Instruction - Lay out every line of the rows below as a Markdown table with the columns No. and Text, numbering the lines in order and leaving out blank lines.

Dataset -
'''

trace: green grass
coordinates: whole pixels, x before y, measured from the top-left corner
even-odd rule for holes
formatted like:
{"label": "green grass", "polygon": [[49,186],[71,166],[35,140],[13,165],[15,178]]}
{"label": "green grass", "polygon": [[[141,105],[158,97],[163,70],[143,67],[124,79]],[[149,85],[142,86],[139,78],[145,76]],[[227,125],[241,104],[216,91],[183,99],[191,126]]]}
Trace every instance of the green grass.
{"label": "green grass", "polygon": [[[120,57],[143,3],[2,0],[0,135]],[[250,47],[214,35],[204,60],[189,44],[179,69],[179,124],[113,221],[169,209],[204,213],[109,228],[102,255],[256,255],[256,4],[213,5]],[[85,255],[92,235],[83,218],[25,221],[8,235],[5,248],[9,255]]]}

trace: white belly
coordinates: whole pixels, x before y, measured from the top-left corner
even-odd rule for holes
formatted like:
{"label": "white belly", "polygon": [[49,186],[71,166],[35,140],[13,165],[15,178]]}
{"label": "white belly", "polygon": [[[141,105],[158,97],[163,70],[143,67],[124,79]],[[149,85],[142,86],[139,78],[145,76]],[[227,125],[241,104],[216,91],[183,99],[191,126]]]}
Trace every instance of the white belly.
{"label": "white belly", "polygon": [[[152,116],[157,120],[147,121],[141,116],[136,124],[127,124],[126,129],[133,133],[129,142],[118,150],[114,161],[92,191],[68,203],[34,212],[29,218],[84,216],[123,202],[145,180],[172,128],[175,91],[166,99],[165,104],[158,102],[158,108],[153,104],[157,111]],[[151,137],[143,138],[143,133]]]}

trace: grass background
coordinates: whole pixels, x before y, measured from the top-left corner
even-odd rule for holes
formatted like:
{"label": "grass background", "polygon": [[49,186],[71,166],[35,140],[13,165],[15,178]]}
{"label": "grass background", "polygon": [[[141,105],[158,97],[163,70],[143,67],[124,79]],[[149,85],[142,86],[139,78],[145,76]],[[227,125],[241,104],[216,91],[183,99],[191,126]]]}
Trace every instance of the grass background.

'''

Exercise answer -
| No. | Text |
|---|---|
| 1 | trace: green grass |
| 2 | coordinates: whole pixels, x before y, measured from the top-left corner |
| 3 | even-odd rule for holes |
| 4 | formatted like: |
| 5 | {"label": "green grass", "polygon": [[49,186],[71,166],[35,140],[13,165],[15,178]]} |
| 6 | {"label": "green grass", "polygon": [[[141,105],[158,97],[163,70],[143,67],[124,79]],[[149,85],[142,86],[139,78],[145,76]],[[227,125],[241,104],[216,91],[183,99],[191,126]]]} |
| 7 | Trace every instance of the green grass. |
| 8 | {"label": "green grass", "polygon": [[[120,57],[143,3],[2,0],[0,135]],[[250,47],[214,35],[204,60],[189,44],[179,69],[179,124],[113,221],[169,209],[204,213],[109,228],[102,255],[256,255],[256,4],[213,5]],[[85,255],[92,235],[83,218],[25,221],[8,235],[5,248],[9,255]]]} |
| 9 | trace: white belly |
| 10 | coordinates: whole pixels, x before y, measured from the top-left corner |
| 11 | even-odd rule for holes |
| 12 | formatted like: |
| 13 | {"label": "white belly", "polygon": [[49,186],[71,166],[35,140],[13,165],[15,178]]} |
| 14 | {"label": "white belly", "polygon": [[[141,105],[158,97],[163,70],[143,67],[124,79]],[[149,85],[142,86],[139,78],[145,76]],[[227,125],[241,104],[216,91],[183,99],[191,126]]]} |
| 15 | Trace every instance of the white belly. |
| 16 | {"label": "white belly", "polygon": [[[152,116],[157,120],[147,121],[141,116],[136,124],[127,124],[126,129],[133,133],[129,142],[118,150],[114,161],[92,191],[68,203],[34,212],[29,218],[84,216],[123,202],[145,180],[172,128],[175,91],[166,99],[165,104],[158,102],[158,108],[153,104],[157,111]],[[151,137],[143,138],[143,133]]]} |
| 17 | trace: grass background |
| 18 | coordinates: whole pixels, x before y, measured from the top-left corner |
| 19 | even-odd rule for holes |
| 20 | formatted like: |
| 21 | {"label": "grass background", "polygon": [[49,186],[71,166],[35,140],[13,165],[15,178]]} |
| 22 | {"label": "grass background", "polygon": [[[141,105],[158,97],[163,70],[143,67],[124,79]],[[149,85],[142,86],[139,78],[145,76]],[[227,125],[241,104],[216,91],[183,99],[191,126]]]} |
| 23 | Trace every instance of the grass background. |